* _Supplied information_
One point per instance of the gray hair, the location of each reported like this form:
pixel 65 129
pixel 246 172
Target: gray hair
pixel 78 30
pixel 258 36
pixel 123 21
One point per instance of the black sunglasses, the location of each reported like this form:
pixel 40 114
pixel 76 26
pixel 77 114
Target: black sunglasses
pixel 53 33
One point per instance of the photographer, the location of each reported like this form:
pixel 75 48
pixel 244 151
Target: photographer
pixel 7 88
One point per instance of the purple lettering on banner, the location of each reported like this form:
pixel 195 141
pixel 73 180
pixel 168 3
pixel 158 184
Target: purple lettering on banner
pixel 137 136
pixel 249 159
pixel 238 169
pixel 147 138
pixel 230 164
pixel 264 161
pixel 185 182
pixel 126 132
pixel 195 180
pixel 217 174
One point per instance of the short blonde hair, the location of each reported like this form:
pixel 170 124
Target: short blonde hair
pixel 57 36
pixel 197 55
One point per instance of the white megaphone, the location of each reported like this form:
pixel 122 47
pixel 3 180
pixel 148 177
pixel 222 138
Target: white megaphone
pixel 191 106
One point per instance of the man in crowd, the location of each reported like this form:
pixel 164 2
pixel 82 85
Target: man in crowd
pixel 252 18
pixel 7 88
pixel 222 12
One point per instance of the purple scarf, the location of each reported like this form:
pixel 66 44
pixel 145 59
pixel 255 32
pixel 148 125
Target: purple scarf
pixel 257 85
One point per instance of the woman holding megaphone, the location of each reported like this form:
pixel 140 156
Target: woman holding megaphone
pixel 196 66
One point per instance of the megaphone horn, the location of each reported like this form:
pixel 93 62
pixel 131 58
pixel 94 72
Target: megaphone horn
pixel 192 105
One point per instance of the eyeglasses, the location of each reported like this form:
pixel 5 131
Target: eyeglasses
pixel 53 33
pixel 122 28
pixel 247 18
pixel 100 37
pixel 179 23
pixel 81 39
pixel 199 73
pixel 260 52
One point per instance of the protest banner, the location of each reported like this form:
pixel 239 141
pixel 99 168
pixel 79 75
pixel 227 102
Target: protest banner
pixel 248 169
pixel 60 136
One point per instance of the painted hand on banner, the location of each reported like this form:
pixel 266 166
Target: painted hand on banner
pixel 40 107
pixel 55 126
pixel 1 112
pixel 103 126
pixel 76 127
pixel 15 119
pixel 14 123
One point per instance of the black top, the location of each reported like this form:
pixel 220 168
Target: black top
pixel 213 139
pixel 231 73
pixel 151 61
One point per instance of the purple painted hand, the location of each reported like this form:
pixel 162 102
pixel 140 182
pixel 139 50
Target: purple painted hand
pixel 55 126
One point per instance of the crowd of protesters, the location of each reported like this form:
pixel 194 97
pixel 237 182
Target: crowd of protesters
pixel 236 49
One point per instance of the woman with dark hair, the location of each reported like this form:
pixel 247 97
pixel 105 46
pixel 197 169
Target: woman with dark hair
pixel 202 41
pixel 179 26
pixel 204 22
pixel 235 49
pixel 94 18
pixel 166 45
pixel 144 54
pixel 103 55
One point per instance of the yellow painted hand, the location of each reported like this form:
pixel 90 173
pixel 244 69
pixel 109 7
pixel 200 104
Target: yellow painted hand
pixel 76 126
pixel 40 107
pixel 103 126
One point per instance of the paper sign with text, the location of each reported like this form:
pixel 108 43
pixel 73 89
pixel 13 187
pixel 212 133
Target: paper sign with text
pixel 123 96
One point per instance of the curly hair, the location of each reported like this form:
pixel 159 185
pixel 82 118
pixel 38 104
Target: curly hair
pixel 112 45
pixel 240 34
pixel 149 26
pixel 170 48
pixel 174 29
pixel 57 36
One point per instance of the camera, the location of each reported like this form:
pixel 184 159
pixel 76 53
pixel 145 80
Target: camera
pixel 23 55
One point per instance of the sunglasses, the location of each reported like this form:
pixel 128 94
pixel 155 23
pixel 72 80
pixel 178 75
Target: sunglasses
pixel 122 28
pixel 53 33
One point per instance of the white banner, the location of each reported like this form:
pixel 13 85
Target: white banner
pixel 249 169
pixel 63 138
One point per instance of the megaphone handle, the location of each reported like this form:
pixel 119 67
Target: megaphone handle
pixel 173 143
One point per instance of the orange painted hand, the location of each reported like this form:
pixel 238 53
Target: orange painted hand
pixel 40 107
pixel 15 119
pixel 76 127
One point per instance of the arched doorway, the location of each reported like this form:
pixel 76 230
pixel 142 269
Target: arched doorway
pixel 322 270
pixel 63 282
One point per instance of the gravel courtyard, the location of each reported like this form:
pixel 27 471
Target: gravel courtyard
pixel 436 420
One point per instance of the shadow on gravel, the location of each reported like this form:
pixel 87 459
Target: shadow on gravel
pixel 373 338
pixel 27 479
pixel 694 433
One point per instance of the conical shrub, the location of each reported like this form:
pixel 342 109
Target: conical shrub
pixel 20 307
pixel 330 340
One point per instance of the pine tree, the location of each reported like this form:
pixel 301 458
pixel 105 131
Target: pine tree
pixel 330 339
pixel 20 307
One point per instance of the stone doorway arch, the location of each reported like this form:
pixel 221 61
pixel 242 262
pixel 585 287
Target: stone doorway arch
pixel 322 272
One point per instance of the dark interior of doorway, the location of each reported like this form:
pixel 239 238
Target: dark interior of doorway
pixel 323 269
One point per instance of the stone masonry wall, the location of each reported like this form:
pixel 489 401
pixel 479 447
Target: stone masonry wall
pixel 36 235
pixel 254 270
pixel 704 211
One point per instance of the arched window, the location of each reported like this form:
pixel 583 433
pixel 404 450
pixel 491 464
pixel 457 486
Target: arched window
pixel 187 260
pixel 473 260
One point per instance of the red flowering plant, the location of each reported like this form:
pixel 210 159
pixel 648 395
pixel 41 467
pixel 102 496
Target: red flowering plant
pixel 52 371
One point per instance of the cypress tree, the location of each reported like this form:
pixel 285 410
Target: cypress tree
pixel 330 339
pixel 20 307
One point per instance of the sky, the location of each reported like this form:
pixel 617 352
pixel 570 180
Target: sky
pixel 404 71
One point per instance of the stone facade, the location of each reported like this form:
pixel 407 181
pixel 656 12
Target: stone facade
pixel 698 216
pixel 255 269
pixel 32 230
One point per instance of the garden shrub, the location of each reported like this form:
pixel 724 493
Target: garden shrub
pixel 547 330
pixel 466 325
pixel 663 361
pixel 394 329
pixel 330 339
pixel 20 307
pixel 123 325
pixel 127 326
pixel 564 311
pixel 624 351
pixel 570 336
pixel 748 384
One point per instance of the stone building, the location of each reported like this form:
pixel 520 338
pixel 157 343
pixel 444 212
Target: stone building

* _What the task asks_
Where does "building" appear in the listing? Show every line that has it.

* _Output for this exercise_
One point per instance of the stone building, the location of each reported like this form:
Target: stone building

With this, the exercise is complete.